AIM ▸
Do these statements agree with the piece about the "Leave my club" tweet? Answer yes or no for each, quoting the words of the text that decide it. (a) Nine of the twenty Premier football clubs are owned by individuals or family concerns. (b) The fan who posted the tweet is one of those owners. (c) Mike Ashley owns Chelsea.

READING PASSAGE ▸

════════════════

Leave my club!

I was intrigued when a fan of a Premier Football Club posted the following tweet:

‘Leave my club.’

It was a three letter comment to the owner of a Premier football club. My intrigue was sparked by a number of thoughts,

Did the fan own the club?

Did he think he owned the club?

Maybe he was the main shareholder?

Or was he some bloke who had invested a considerable amount of his life to supporting this club and that endows him with a sense of ‘ownership’?

Rightly we know that people like Roman Abramovich (Chelsea); Mike Ashley (Newcastle) own their clubs. In fact of the twenty Premier football clubs nine are owned by individuals or family concerns. And the fan who posted the tweet, ‘Leave my club’ is not one of them. So what was he saying? What accumulated processes had he gone through that made him think he owned a football club? Some will say it is allegiance built up over years of supporting this particular club, he may have invested so much of his being into it, that his daily existence is centred on the day-to-day experience of ‘his club’. And crucially the club is being mismanaged by some idiot who doesn’t know how to run ‘his club’!

════════════════

DATA SECTION ▸
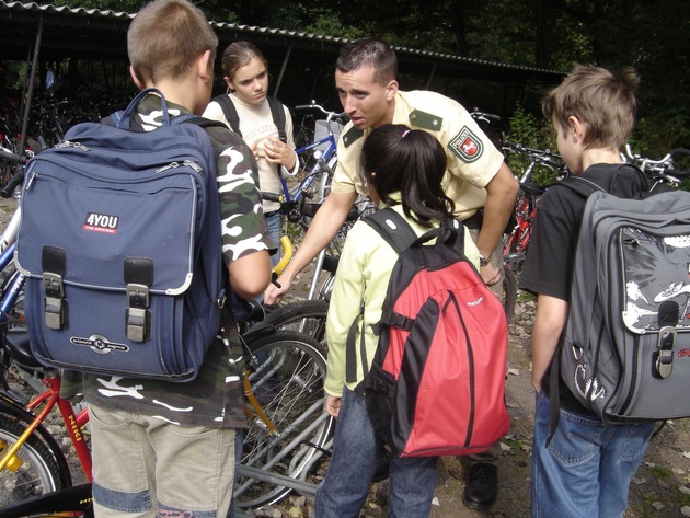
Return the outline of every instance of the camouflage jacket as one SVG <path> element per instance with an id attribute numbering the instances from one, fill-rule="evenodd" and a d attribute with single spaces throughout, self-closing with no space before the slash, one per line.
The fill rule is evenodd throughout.
<path id="1" fill-rule="evenodd" d="M 171 117 L 188 113 L 168 103 Z M 160 97 L 148 95 L 137 107 L 145 129 L 161 125 Z M 251 150 L 226 128 L 206 129 L 217 157 L 218 193 L 226 265 L 248 254 L 273 250 L 263 217 L 258 173 Z M 103 408 L 137 412 L 187 426 L 244 426 L 242 349 L 237 324 L 226 322 L 198 377 L 187 383 L 110 376 L 85 376 L 87 402 Z"/>

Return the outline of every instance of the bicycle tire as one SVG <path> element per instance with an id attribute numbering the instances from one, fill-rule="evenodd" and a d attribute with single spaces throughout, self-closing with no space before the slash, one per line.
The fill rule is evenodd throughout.
<path id="1" fill-rule="evenodd" d="M 13 445 L 26 429 L 18 416 L 0 414 L 0 453 Z M 60 469 L 62 452 L 42 440 L 37 434 L 20 448 L 16 465 L 0 472 L 0 507 L 71 486 Z M 65 461 L 66 462 L 66 461 Z"/>
<path id="2" fill-rule="evenodd" d="M 325 341 L 325 320 L 329 301 L 322 299 L 299 300 L 280 306 L 273 310 L 255 329 L 245 335 L 252 341 L 254 333 L 261 334 L 263 329 L 275 331 L 296 331 L 304 333 L 319 343 Z"/>
<path id="3" fill-rule="evenodd" d="M 515 312 L 515 304 L 517 302 L 517 280 L 515 274 L 510 272 L 510 268 L 503 267 L 503 289 L 501 292 L 501 303 L 503 310 L 506 313 L 506 321 L 510 325 L 513 320 L 513 313 Z"/>
<path id="4" fill-rule="evenodd" d="M 249 347 L 252 389 L 277 430 L 268 430 L 263 419 L 250 415 L 242 464 L 307 481 L 320 465 L 334 427 L 333 418 L 323 412 L 323 346 L 304 334 L 278 331 Z M 240 474 L 233 497 L 240 508 L 257 508 L 275 504 L 291 491 L 278 481 Z"/>

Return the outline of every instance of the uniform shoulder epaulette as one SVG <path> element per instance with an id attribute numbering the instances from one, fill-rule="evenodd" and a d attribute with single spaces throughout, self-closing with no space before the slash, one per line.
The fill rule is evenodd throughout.
<path id="1" fill-rule="evenodd" d="M 343 135 L 343 143 L 345 145 L 346 148 L 349 148 L 349 146 L 353 142 L 356 142 L 357 140 L 359 140 L 363 135 L 364 135 L 363 129 L 357 129 L 355 126 L 353 126 Z"/>
<path id="2" fill-rule="evenodd" d="M 438 131 L 444 124 L 444 118 L 438 115 L 415 110 L 410 114 L 410 125 L 423 129 Z"/>

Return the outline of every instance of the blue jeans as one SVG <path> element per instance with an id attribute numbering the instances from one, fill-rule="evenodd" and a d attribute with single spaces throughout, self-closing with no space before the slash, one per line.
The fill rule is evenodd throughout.
<path id="1" fill-rule="evenodd" d="M 271 256 L 271 266 L 275 268 L 276 264 L 280 262 L 280 230 L 281 230 L 281 219 L 280 211 L 274 210 L 273 212 L 267 212 L 265 215 L 266 223 L 268 225 L 268 233 L 271 234 L 271 239 L 278 246 L 278 251 Z"/>
<path id="2" fill-rule="evenodd" d="M 383 445 L 373 433 L 363 396 L 343 390 L 333 457 L 317 490 L 315 518 L 358 518 Z M 432 508 L 438 457 L 391 458 L 389 504 L 395 518 L 426 518 Z"/>
<path id="3" fill-rule="evenodd" d="M 654 423 L 607 425 L 561 408 L 549 447 L 549 398 L 537 394 L 532 518 L 622 517 Z"/>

════════════════

FINISHED EXERCISE ▸
(a) Yes: "of the twenty Premier football clubs nine are owned by individuals or family concerns"
(b) No: "And the fan who posted the tweet, ‘Leave my club’ is not one of them."
(c) No: "Mike Ashley (Newcastle)"